What is required: Quote the records that follow in full and exactly; leave out the pictures.

——————

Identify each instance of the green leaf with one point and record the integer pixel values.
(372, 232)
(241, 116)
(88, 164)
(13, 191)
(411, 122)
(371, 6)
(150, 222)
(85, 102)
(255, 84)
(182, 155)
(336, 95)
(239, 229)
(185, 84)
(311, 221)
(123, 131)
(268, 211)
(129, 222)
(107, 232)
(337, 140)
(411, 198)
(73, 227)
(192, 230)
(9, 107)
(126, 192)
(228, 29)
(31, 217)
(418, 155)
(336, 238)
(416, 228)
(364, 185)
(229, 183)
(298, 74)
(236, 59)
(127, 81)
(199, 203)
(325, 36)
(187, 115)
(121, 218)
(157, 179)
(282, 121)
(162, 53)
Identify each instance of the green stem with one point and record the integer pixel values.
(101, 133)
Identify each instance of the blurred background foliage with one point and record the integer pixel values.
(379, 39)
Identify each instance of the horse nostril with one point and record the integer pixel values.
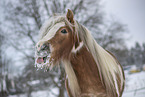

——————

Response for this exercise:
Identify each instance of the green leaf with one point and record the integer pixel values.
(372, 232)
(241, 116)
(88, 164)
(13, 191)
(411, 122)
(371, 6)
(150, 222)
(85, 102)
(255, 84)
(182, 155)
(336, 95)
(239, 229)
(185, 84)
(311, 221)
(123, 131)
(268, 211)
(129, 222)
(107, 232)
(337, 140)
(411, 198)
(73, 227)
(192, 230)
(9, 107)
(126, 192)
(228, 29)
(31, 217)
(418, 155)
(336, 238)
(416, 228)
(364, 185)
(229, 183)
(298, 74)
(236, 59)
(127, 81)
(199, 203)
(325, 36)
(187, 115)
(121, 218)
(157, 179)
(282, 121)
(162, 53)
Identify each instance of the green stem with one point and record the integer pixel values.
(101, 133)
Identify each instance of the blurred background foliage with one point and record the integer pixel values.
(379, 39)
Identify each instance of the horse nostril with one point and record the integer pixel values.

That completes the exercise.